What is being asked:
Give back each line of the data exactly.

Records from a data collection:
##########

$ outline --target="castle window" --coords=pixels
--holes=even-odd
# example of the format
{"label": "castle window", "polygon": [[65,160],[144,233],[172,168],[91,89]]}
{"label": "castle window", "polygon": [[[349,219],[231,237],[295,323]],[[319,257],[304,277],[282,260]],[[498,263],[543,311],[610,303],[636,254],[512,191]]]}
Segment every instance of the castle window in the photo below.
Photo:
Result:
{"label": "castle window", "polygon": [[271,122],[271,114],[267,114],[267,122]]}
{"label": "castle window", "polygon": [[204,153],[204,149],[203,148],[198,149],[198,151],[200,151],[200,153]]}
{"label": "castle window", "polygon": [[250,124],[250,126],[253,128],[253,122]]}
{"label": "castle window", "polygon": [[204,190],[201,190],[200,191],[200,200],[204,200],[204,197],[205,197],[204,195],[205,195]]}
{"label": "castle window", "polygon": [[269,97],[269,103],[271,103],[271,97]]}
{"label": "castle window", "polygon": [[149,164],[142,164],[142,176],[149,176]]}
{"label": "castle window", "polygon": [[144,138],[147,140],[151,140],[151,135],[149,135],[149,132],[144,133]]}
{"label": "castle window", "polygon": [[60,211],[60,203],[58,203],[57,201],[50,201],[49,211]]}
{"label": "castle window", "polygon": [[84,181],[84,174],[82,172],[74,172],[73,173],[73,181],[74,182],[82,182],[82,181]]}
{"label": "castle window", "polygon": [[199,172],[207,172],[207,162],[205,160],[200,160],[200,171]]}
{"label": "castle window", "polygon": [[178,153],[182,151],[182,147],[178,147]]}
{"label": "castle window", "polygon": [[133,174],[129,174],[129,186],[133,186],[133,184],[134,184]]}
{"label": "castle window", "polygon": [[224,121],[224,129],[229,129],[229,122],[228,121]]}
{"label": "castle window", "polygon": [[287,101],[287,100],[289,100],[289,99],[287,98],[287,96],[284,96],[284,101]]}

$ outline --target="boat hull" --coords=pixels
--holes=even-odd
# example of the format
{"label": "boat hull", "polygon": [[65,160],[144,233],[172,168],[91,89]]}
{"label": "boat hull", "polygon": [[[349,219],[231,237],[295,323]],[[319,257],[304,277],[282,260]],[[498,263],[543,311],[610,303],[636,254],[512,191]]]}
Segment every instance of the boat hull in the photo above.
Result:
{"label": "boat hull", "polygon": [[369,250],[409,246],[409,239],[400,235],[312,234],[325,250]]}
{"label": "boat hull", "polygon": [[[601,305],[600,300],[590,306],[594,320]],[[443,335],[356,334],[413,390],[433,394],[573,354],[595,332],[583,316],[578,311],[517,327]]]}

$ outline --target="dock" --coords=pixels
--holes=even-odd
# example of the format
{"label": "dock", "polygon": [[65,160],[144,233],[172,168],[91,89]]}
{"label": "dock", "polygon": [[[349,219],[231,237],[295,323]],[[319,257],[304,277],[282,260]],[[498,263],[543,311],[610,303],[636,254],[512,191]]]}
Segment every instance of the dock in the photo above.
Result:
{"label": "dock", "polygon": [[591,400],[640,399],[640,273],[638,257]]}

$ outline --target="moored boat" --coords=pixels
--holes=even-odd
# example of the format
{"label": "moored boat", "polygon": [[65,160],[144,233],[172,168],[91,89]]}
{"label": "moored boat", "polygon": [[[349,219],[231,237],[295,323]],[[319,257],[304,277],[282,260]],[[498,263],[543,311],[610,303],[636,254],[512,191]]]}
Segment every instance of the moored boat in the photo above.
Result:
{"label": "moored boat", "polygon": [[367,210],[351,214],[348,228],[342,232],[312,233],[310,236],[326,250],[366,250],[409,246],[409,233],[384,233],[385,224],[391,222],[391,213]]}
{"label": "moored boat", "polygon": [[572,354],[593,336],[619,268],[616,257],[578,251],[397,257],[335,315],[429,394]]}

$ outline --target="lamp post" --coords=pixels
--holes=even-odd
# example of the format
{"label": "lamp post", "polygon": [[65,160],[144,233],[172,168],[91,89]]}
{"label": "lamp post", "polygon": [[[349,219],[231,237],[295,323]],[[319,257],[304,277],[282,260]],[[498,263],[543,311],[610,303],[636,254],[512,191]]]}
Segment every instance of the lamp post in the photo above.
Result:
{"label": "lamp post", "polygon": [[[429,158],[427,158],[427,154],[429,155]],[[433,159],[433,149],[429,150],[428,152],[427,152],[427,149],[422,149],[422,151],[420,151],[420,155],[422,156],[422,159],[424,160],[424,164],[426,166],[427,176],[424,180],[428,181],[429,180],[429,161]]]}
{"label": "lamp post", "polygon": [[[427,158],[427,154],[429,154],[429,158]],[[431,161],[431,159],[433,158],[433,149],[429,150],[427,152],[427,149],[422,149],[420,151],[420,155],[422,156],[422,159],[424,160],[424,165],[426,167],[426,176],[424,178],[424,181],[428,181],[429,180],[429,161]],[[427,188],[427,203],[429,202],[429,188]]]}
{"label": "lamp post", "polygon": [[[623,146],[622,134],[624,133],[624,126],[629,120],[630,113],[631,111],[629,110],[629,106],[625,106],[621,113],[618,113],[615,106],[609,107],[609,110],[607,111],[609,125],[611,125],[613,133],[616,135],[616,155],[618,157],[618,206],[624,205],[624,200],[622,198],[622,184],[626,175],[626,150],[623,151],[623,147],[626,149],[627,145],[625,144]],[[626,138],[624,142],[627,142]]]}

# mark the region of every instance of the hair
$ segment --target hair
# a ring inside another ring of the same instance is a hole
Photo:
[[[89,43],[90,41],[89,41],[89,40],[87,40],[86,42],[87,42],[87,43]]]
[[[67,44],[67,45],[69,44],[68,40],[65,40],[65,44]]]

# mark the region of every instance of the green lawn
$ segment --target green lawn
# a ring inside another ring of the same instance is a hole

##########

Completed exercise:
$ outline --target="castle window" --coords=pixels
--holes=even-odd
# example of the format
{"label": "castle window", "polygon": [[65,160],[144,233],[172,168],[91,89]]}
{"label": "castle window", "polygon": [[[349,219],[231,237],[295,323]],[[319,257],[304,277],[282,260]],[[498,263],[543,311],[610,303],[636,254],[512,191]]]}
Segment every instance of the castle window in the photo below.
Photo:
Result:
{"label": "castle window", "polygon": [[271,122],[271,114],[267,114],[267,122]]}
{"label": "castle window", "polygon": [[204,153],[204,149],[203,148],[198,149],[198,151],[200,151],[200,153]]}
{"label": "castle window", "polygon": [[250,124],[250,126],[253,128],[253,122]]}
{"label": "castle window", "polygon": [[204,190],[201,190],[200,191],[200,200],[204,200],[204,197],[205,197],[204,195],[205,195]]}
{"label": "castle window", "polygon": [[269,97],[269,103],[271,103],[271,97]]}
{"label": "castle window", "polygon": [[149,164],[142,164],[142,176],[149,176]]}
{"label": "castle window", "polygon": [[144,138],[147,140],[151,140],[151,135],[149,135],[149,132],[144,133]]}
{"label": "castle window", "polygon": [[60,211],[60,203],[58,203],[57,201],[50,201],[49,211]]}
{"label": "castle window", "polygon": [[84,181],[84,174],[82,172],[74,172],[73,173],[73,181],[74,182],[82,182],[82,181]]}
{"label": "castle window", "polygon": [[199,172],[207,172],[207,162],[205,160],[200,160],[200,171]]}
{"label": "castle window", "polygon": [[178,153],[182,151],[182,147],[178,147]]}
{"label": "castle window", "polygon": [[133,174],[129,174],[129,186],[133,186],[133,184],[134,184]]}
{"label": "castle window", "polygon": [[224,121],[224,129],[229,129],[229,122],[228,121]]}
{"label": "castle window", "polygon": [[287,101],[287,100],[289,100],[289,99],[287,98],[287,96],[284,96],[284,101]]}

$ outline --target="boat hull" --coords=pixels
--holes=even-odd
# example of the format
{"label": "boat hull", "polygon": [[65,160],[144,233],[172,168],[91,89]]}
{"label": "boat hull", "polygon": [[[349,219],[231,237],[295,323]],[[319,257],[304,277],[282,260]],[[498,263],[543,311],[610,303],[636,254],[512,191]]]}
Segment every instance of the boat hull in the photo above.
Result:
{"label": "boat hull", "polygon": [[369,250],[409,246],[409,239],[400,235],[312,234],[325,250]]}
{"label": "boat hull", "polygon": [[[601,305],[600,300],[590,306],[594,320]],[[443,335],[356,334],[413,390],[433,394],[573,354],[595,332],[583,316],[578,311],[517,327]]]}

$ outline --target="dock" --coords=pixels
--holes=even-odd
# example of the format
{"label": "dock", "polygon": [[65,160],[144,233],[172,168],[91,89]]}
{"label": "dock", "polygon": [[[349,219],[231,237],[295,323]],[[319,257],[304,277],[282,260]],[[498,263],[543,311],[610,303],[636,254],[512,191]]]}
Segment every instance of the dock in the photo above.
Result:
{"label": "dock", "polygon": [[591,400],[640,399],[640,273],[638,257]]}

$ outline --target="moored boat" --coords=pixels
--holes=even-odd
# example of the format
{"label": "moored boat", "polygon": [[65,160],[144,233],[172,168],[91,89]]}
{"label": "moored boat", "polygon": [[[349,219],[231,237],[295,323]],[[319,257],[304,277],[282,260]],[[498,263],[543,311],[610,303],[636,254],[512,191]]]}
Segment every instance of the moored boat in the photo above.
Result:
{"label": "moored boat", "polygon": [[367,210],[351,214],[348,228],[342,232],[312,233],[310,236],[326,250],[366,250],[409,246],[409,233],[384,233],[385,224],[391,222],[391,213]]}
{"label": "moored boat", "polygon": [[572,354],[593,336],[619,268],[616,257],[578,251],[397,257],[335,315],[429,394]]}

$ outline --target="lamp post" --coords=pixels
--holes=even-odd
# example of the format
{"label": "lamp post", "polygon": [[65,160],[144,233],[172,168],[91,89]]}
{"label": "lamp post", "polygon": [[[349,219],[231,237],[295,323]],[[319,257],[304,277],[282,260]],[[498,263],[543,311],[610,303],[636,254],[512,191]]]}
Segment every instance of the lamp post in the photo above.
Result:
{"label": "lamp post", "polygon": [[[429,158],[427,158],[427,154],[429,155]],[[433,159],[433,149],[429,150],[428,152],[427,152],[427,149],[422,149],[422,151],[420,151],[420,155],[422,156],[422,159],[424,160],[424,164],[426,166],[427,176],[424,180],[428,181],[429,180],[429,161]]]}
{"label": "lamp post", "polygon": [[[427,158],[427,154],[429,154],[429,158]],[[431,161],[431,159],[433,158],[433,149],[429,150],[427,152],[427,149],[422,149],[420,151],[420,155],[422,156],[422,159],[424,160],[424,165],[426,167],[426,176],[424,178],[424,181],[428,181],[429,180],[429,161]],[[427,188],[427,203],[429,202],[429,188]]]}
{"label": "lamp post", "polygon": [[[623,146],[622,134],[624,133],[624,126],[629,120],[630,113],[631,111],[629,110],[629,106],[625,106],[621,113],[618,113],[615,106],[609,107],[609,110],[607,111],[609,125],[611,125],[613,133],[616,135],[616,155],[618,157],[618,206],[624,205],[624,200],[622,198],[622,184],[626,175],[626,150],[623,151],[623,147],[626,149],[627,145],[625,144]],[[626,138],[624,142],[627,142]]]}

# mark the region of every instance of the hair
$ segment --target hair
# a ring inside another ring of the same instance is a hole
Photo:
[[[89,43],[90,41],[89,41],[89,40],[87,40],[86,42],[87,42],[87,43]]]
[[[67,44],[67,45],[69,44],[68,40],[65,40],[65,44]]]

# mark the region of every instance of the green lawn
$ segment --target green lawn
# a ring inside another ring of the same instance is a hole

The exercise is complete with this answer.